### What you are asked to do
Starting at the first line of the listing below and ending at the line with "Target: player's outstretched arm", copy each line exactly.

### Records for the exercise

━━━━━━━━━━━━━━━━━━━━━━━━━━━━━━

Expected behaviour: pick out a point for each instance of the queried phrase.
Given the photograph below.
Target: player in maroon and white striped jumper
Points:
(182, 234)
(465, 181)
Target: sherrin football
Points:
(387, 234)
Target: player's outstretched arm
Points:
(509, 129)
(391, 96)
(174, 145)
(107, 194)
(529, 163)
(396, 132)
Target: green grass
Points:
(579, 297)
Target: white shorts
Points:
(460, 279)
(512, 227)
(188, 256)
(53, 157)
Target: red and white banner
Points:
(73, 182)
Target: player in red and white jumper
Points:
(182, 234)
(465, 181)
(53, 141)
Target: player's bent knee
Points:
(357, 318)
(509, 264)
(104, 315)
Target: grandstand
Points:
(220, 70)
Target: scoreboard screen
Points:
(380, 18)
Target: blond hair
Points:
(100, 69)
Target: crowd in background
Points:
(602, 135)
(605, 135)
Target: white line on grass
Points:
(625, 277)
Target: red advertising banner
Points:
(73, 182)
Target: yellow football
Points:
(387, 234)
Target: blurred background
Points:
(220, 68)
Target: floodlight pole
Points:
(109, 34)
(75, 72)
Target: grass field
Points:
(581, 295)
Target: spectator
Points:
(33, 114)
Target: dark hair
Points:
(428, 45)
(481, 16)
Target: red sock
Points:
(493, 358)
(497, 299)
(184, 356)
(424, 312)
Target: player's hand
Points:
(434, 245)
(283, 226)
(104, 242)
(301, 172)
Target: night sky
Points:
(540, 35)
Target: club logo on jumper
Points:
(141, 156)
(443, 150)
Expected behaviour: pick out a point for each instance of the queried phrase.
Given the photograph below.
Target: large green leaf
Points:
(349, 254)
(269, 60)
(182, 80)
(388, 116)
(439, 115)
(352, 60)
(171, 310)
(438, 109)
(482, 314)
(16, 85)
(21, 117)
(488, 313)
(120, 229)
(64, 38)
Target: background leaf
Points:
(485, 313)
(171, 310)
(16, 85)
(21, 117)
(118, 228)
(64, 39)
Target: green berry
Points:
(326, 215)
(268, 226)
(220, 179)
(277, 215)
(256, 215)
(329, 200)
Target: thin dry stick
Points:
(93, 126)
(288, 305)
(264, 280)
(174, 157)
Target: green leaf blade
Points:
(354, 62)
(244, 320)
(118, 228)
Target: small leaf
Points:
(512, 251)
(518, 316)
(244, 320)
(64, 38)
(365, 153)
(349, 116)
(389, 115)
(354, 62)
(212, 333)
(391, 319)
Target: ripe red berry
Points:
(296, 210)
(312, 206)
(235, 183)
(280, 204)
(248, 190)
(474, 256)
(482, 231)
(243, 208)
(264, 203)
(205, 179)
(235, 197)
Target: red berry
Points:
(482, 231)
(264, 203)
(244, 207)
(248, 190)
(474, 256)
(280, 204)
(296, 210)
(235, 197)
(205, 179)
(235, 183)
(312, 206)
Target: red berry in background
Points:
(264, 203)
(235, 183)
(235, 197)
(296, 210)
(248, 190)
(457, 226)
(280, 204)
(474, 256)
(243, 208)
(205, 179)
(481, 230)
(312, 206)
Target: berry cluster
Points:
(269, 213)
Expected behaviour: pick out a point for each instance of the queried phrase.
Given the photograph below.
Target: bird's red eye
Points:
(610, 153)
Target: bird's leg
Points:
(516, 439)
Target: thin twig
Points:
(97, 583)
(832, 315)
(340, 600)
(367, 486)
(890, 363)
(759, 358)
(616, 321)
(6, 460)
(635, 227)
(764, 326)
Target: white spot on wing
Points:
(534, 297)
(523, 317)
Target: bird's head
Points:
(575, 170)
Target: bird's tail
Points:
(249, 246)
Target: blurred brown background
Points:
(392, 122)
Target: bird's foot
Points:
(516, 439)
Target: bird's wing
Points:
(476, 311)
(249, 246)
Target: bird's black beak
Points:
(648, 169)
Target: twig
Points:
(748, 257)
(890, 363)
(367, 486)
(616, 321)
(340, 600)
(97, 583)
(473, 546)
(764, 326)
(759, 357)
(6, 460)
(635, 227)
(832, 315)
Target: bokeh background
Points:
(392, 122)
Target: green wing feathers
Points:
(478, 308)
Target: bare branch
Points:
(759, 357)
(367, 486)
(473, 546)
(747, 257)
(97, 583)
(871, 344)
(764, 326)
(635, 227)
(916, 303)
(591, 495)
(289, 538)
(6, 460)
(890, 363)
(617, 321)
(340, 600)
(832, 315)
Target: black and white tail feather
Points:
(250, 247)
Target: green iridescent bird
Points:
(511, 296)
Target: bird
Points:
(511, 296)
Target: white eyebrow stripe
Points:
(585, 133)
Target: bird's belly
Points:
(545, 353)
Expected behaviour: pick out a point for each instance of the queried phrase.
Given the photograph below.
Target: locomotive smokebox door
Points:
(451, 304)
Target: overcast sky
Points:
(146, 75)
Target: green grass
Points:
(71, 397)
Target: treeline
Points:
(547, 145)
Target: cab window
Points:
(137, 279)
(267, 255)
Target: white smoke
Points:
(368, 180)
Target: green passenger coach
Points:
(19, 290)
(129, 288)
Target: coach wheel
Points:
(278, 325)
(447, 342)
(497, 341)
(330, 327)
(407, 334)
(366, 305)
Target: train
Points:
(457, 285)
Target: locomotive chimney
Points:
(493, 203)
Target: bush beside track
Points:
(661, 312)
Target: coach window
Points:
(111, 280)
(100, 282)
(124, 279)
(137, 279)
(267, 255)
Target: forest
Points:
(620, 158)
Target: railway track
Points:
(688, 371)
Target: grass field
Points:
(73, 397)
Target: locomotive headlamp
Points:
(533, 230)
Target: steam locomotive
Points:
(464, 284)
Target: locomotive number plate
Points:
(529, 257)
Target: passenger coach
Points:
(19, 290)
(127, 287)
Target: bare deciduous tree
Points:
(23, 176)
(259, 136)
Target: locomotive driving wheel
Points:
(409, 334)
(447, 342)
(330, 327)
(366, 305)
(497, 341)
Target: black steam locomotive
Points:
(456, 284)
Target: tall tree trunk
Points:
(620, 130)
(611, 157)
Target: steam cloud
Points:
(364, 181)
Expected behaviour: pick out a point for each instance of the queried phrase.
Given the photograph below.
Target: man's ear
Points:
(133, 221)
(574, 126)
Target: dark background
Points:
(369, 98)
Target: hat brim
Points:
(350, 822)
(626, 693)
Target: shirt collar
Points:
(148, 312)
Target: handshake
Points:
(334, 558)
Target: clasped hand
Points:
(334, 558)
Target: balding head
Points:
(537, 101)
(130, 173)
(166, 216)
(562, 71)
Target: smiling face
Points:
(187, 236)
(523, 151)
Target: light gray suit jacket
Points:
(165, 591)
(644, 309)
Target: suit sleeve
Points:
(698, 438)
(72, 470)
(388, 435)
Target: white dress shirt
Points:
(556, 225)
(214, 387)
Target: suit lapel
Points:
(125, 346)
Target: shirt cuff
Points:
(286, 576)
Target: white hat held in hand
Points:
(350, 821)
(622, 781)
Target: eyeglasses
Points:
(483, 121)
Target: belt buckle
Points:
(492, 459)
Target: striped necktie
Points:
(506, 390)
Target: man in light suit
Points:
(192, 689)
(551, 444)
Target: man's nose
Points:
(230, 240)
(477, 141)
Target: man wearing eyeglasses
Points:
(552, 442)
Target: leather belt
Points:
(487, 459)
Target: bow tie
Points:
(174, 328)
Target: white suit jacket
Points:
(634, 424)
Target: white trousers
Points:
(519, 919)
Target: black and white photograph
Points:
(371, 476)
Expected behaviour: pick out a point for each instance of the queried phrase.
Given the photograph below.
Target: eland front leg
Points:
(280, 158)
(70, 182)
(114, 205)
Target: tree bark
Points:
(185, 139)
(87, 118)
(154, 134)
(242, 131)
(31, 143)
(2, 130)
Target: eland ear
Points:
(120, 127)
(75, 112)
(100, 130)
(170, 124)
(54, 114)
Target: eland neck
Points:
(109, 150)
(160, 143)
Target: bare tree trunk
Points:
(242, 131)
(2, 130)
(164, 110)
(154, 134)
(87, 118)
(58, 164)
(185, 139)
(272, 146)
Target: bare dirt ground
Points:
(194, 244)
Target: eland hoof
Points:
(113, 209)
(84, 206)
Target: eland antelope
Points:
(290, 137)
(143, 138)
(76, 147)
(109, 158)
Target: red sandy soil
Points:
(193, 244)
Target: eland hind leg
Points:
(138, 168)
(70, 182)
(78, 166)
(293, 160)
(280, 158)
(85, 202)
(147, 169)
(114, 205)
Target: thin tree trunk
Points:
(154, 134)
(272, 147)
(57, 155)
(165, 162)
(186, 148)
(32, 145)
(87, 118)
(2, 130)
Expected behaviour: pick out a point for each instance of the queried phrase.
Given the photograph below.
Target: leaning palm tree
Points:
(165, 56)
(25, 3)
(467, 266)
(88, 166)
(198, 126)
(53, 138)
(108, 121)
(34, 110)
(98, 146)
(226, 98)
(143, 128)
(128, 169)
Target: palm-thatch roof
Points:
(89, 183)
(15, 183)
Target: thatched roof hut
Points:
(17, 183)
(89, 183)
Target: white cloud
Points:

━━━━━━━━━━━━━━━━━━━━━━━━━━━━━━

### Written answer
Expected behaviour: pick out a point for each instance of the queried phrase.
Given the photograph below.
Target: player in maroon and white striped jumper
Points:
(182, 234)
(465, 181)
Target: sherrin football
Points:
(387, 234)
Target: player's outstretched arm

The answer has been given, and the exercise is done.